Data from a data collection:

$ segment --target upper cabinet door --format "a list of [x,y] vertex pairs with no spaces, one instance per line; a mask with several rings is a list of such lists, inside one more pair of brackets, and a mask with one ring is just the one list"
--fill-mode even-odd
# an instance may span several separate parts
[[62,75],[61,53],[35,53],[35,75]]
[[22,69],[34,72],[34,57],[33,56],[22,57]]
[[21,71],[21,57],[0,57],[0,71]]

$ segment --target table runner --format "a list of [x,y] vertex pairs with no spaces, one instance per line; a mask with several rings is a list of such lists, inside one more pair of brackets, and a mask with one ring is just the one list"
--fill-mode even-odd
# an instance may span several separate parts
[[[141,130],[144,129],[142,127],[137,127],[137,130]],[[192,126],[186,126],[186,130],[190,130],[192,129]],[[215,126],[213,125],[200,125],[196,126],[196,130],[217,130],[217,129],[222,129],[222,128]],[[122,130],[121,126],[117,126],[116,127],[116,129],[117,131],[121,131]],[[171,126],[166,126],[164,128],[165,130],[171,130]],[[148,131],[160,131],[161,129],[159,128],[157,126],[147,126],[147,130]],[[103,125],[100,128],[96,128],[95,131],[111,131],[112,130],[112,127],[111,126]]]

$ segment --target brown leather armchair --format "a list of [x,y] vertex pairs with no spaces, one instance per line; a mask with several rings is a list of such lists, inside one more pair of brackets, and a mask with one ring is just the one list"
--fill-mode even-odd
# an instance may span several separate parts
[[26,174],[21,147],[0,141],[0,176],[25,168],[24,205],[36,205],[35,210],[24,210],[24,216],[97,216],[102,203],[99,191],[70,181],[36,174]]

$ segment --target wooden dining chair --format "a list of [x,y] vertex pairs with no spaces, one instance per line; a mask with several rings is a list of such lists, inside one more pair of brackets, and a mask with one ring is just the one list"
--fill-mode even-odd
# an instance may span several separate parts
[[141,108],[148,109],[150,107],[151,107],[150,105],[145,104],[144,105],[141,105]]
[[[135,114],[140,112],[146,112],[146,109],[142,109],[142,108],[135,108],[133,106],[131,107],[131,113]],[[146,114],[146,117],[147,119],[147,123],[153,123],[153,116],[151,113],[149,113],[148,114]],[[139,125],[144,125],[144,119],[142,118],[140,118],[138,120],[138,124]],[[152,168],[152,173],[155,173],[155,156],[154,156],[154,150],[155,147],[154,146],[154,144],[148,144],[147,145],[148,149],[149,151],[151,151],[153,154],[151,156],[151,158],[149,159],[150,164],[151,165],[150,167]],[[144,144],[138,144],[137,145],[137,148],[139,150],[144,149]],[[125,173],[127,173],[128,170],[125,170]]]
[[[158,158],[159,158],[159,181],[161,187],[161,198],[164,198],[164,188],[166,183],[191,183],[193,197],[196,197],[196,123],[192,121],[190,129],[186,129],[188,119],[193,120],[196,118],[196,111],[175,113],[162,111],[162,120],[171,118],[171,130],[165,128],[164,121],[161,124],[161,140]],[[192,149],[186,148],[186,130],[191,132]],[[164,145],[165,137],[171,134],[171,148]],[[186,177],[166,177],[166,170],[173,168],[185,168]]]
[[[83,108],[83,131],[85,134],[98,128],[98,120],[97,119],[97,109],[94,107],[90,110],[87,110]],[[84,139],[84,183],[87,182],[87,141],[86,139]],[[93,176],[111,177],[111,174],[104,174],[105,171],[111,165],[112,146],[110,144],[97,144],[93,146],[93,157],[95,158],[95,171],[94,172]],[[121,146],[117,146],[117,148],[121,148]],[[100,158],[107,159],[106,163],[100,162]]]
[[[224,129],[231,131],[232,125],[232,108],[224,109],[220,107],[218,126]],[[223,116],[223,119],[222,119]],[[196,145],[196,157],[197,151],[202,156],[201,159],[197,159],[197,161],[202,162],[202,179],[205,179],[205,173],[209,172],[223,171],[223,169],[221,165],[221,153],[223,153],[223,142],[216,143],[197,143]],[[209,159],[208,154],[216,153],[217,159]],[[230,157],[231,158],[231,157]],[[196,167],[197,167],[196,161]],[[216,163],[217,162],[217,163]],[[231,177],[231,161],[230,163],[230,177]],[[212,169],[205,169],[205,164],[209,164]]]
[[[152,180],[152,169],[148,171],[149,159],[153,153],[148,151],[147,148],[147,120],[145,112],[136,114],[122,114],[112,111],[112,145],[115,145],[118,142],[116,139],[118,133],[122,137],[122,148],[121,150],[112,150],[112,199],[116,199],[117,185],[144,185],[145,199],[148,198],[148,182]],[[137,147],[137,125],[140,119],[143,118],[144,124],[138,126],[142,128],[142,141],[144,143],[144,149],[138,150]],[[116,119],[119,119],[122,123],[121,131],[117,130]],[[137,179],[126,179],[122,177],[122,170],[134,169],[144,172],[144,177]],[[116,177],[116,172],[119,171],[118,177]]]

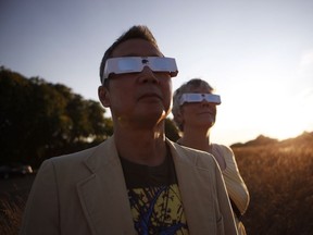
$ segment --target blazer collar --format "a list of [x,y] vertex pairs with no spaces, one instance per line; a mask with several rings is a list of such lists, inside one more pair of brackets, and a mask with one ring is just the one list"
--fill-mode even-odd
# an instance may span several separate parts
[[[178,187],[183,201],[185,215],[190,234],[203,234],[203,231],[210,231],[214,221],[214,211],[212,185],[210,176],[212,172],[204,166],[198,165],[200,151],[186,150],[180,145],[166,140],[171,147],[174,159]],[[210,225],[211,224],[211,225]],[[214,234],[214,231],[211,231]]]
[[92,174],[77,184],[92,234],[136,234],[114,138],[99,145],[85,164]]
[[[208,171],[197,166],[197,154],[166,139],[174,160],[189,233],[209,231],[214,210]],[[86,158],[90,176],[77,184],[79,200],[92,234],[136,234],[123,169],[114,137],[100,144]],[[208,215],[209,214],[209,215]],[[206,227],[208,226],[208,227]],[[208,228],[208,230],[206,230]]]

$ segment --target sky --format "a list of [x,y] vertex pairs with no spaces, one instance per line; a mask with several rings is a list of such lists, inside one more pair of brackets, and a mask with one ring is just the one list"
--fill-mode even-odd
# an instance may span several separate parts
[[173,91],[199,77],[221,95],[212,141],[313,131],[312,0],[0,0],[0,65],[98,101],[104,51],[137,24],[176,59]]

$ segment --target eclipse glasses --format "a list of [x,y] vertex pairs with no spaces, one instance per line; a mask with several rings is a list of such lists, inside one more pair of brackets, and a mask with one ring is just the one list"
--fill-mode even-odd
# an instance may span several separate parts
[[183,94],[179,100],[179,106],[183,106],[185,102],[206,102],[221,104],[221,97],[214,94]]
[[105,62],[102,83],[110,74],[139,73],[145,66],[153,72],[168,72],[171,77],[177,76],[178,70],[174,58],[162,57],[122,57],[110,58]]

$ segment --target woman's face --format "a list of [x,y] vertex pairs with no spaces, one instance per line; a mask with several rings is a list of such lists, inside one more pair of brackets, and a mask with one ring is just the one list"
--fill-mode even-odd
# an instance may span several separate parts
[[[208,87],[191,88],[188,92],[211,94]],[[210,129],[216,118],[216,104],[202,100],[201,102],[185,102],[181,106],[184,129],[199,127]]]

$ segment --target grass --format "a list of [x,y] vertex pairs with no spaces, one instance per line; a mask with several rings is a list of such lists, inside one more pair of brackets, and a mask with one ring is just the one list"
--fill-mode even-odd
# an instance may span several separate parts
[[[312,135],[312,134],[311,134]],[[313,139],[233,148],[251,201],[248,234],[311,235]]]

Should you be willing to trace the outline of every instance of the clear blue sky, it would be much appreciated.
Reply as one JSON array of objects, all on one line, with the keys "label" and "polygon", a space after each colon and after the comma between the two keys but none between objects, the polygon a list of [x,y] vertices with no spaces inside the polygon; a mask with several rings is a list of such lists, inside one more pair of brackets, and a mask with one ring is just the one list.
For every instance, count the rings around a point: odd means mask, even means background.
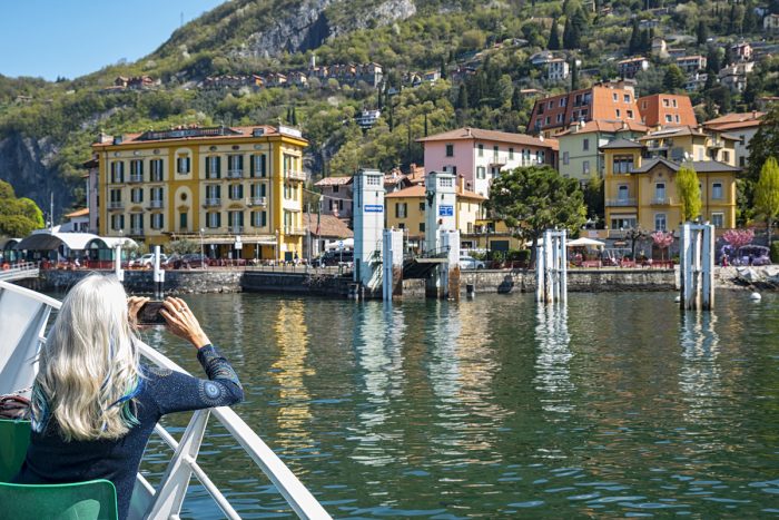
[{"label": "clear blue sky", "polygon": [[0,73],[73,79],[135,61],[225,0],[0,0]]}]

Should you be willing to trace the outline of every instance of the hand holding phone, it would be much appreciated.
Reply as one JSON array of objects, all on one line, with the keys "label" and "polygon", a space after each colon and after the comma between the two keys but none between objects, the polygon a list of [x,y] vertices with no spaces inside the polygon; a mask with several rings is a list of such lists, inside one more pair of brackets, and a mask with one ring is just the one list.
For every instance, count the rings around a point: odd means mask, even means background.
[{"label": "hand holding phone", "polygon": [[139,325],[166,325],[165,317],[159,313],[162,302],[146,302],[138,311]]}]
...
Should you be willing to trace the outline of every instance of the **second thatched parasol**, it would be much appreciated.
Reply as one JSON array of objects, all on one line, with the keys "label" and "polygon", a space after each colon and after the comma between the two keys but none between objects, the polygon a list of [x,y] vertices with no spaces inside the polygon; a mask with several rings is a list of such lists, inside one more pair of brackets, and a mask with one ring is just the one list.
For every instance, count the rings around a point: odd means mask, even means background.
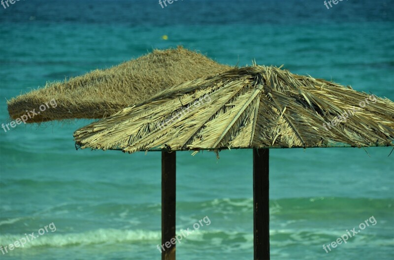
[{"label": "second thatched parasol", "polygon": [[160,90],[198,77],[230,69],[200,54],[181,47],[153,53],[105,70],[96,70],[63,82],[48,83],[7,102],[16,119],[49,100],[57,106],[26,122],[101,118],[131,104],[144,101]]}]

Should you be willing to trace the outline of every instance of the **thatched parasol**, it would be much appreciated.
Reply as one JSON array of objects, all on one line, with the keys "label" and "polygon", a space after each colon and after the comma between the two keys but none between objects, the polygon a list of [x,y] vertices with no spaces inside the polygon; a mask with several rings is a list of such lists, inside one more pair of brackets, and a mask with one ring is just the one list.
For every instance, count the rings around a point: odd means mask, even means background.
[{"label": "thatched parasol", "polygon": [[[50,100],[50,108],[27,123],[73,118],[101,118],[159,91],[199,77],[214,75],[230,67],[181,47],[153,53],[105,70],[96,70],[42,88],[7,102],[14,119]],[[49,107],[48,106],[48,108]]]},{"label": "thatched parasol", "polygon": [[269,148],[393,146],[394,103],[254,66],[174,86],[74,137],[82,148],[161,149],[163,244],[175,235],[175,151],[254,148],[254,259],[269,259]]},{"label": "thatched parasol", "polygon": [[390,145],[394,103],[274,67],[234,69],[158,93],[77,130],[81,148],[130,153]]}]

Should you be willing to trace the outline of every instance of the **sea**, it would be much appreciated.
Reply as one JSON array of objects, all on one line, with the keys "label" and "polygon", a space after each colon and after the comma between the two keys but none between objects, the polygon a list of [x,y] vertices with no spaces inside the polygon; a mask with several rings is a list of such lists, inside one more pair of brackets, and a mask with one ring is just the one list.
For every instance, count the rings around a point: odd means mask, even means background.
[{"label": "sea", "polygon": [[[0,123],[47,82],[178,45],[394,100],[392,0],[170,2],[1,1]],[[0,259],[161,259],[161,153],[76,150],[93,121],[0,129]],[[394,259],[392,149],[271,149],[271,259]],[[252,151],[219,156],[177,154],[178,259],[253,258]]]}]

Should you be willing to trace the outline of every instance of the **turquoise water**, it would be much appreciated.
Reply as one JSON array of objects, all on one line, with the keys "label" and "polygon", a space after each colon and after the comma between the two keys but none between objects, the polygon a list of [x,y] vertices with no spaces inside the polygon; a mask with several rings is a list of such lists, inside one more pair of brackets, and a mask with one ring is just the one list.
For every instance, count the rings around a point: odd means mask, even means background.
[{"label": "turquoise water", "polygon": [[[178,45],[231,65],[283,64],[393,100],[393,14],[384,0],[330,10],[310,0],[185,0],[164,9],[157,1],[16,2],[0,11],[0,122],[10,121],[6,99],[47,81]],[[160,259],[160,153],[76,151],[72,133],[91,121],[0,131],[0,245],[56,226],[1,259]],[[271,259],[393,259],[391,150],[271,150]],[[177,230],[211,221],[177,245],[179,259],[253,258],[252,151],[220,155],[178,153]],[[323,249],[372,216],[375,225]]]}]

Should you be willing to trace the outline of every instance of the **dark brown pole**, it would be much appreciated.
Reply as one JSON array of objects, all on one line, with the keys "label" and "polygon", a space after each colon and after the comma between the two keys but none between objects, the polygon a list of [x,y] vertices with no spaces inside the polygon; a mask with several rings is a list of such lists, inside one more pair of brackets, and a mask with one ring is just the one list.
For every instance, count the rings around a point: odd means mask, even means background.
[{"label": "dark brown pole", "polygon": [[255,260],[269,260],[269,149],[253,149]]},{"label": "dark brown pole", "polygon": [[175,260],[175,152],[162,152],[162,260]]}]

Exercise description:
Repeat the data from the line containing "segment --target upper" to the line containing "[[21,71],[21,57],[0,57],[0,71]]", keeping both of those lines.

Problem solution:
$ segment --target upper cabinet door --format "a list of [x,y] vertex pairs with no spaces, one instance per line; a mask with several rings is a list of such lists, inside one more pair of brackets, and a mask with one ring is just the one list"
--fill-mode even-odd
# an instance may span several separate parts
[[62,75],[61,53],[35,53],[35,75]]
[[22,69],[34,72],[34,57],[33,56],[22,57]]
[[21,71],[21,57],[0,57],[0,71]]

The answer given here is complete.